El último hombre puede considerarse una de las experiencias más inmersivas en el imaginario del romanticismo literario. Incluye todo lo que podemos esperar (parlamentos floridos, amores intensísimos y pasiones destructivas, solitarios desesperos, abundantísimas referencias literarias y mitológicas) y lo incluye en enormes cantidades. Si en la mente de algunos grandes autores del romanticismo tuvo lugar un forcejeo (apasionado, por supuesto) entre optimismo y pesimismo, esta propuesta toma partido claro por la segunda opción. Deviene casi una experiencia agónica, convenientemente extenuante dado que acaba tratando lo que parecen los tristes últimos momentos de la humanidad.
El fatalismo que transmite la lectura no solo tiene que ver con las heridas vitales de su autora, o con la naturaleza de la narración. Parece traslucir un desencanto general que también es político y que no está exento de fricciones o contradicciones. Sin poder distinguir exactamente en qué puntos la autora suscribe la visión de su narrador, en qué puntos discreparía, y qué importancia puede tener en todo ello su dependencia económica de fortunas conservadoras, se proyecta la admiración por unos individuos de grandes capacidades (pero no exentos de cegueras egoístas y pulsiones destructivas, como su amado Percy Shelley o su amigo lord Byron) que siempre provienen de linajes ilustres.

* * * * * * *

Actividad A —
Responda a estas preguntas sobre el texto acerca de El último hombre:
(i) ¿Entre qué dos opciones hubo un forcejeo en la mente de algunos grandes autores del romanticismo?
(ii) ¿Qué parece tratar la obra hacia su final?
(iii) ¿Qué dos personas se citan como individuos de grandes capacidades?
Actividad B — Transcriba literalmente el pasaje del texto sobre El último hombre que va desde "El último hombre" hasta "de la humanidad.".
Los ítems proceden de una fuente distinta del texto.

* * * * * * *

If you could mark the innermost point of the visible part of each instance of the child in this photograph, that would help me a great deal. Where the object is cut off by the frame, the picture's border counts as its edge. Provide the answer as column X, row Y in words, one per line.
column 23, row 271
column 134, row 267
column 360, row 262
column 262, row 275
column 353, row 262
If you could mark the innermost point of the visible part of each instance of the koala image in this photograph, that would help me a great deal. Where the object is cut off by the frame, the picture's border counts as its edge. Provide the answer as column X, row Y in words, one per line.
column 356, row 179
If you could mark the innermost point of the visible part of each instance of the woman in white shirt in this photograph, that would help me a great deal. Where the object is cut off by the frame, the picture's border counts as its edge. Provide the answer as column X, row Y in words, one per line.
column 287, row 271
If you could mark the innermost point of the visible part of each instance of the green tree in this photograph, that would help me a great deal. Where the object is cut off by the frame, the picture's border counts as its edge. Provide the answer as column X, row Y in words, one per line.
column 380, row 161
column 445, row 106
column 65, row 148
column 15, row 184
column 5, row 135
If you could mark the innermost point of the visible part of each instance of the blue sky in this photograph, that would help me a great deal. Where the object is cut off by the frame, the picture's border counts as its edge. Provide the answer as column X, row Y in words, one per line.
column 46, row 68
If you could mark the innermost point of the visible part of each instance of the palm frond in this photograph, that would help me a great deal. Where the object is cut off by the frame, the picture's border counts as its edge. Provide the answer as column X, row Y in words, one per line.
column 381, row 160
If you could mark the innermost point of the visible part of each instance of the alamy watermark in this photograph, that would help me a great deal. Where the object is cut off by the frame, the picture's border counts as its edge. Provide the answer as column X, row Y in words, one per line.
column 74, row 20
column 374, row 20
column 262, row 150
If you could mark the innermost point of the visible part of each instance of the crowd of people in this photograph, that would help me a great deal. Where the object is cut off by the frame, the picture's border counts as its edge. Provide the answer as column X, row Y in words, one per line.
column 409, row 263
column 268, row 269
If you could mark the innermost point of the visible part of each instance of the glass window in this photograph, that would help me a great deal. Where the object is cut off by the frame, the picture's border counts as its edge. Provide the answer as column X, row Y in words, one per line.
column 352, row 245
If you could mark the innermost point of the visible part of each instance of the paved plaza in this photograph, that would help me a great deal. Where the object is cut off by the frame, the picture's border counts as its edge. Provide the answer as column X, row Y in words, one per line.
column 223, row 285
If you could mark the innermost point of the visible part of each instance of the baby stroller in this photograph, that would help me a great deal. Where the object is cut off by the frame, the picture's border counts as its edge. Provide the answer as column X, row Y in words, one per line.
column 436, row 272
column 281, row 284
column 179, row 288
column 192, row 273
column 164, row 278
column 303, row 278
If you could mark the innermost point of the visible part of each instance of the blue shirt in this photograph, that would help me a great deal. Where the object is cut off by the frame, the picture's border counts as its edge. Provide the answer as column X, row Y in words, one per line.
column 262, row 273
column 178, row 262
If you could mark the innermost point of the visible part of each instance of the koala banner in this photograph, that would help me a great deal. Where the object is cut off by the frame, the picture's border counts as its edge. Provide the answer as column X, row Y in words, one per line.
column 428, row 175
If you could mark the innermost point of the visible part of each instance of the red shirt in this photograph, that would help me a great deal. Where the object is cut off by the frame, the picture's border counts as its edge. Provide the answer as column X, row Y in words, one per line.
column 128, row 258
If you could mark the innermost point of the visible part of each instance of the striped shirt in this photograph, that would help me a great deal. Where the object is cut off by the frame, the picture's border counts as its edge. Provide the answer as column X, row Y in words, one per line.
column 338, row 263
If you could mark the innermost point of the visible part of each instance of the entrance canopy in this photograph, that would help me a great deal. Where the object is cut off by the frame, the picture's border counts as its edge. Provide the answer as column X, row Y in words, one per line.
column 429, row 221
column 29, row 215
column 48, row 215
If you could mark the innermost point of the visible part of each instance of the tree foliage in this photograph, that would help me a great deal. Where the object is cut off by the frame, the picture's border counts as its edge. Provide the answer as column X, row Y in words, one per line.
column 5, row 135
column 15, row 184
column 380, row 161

* * * * * * *

Respuesta esperada A —
(i) Entre el optimismo y el pesimismo.
(ii) Los tristes últimos momentos de la humanidad.
(iii) Percy Shelley y lord Byron.

Respuesta esperada B —
El último hombre puede considerarse una de las experiencias más inmersivas en el imaginario del romanticismo literario. Incluye todo lo que podemos esperar (parlamentos floridos, amores intensísimos y pasiones destructivas, solitarios desesperos, abundantísimas referencias literarias y mitológicas) y lo incluye en enormes cantidades. Si en la mente de algunos grandes autores del romanticismo tuvo lugar un forcejeo (apasionado, por supuesto) entre optimismo y pesimismo, esta propuesta toma partido claro por la segunda opción. Deviene casi una experiencia agónica, convenientemente extenuante dado que acaba tratando lo que parecen los tristes últimos momentos de la humanidad.